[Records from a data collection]
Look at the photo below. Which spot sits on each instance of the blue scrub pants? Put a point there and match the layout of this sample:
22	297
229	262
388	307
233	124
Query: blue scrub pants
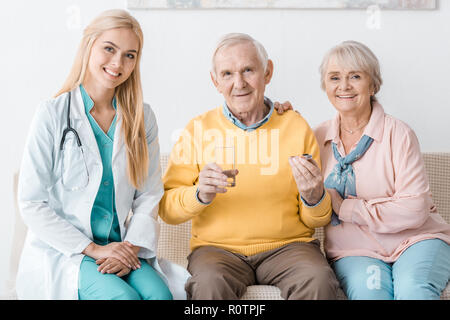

Work instructions: Down to the last line, return the entries above exactly, with no pictures.

Reply to the exercise:
Look at the photo below. Which spot sits on each instance of the blue scrub pants? Put a point there and match the layout of this sample:
22	297
229	262
388	307
233	124
Query: blue scrub pants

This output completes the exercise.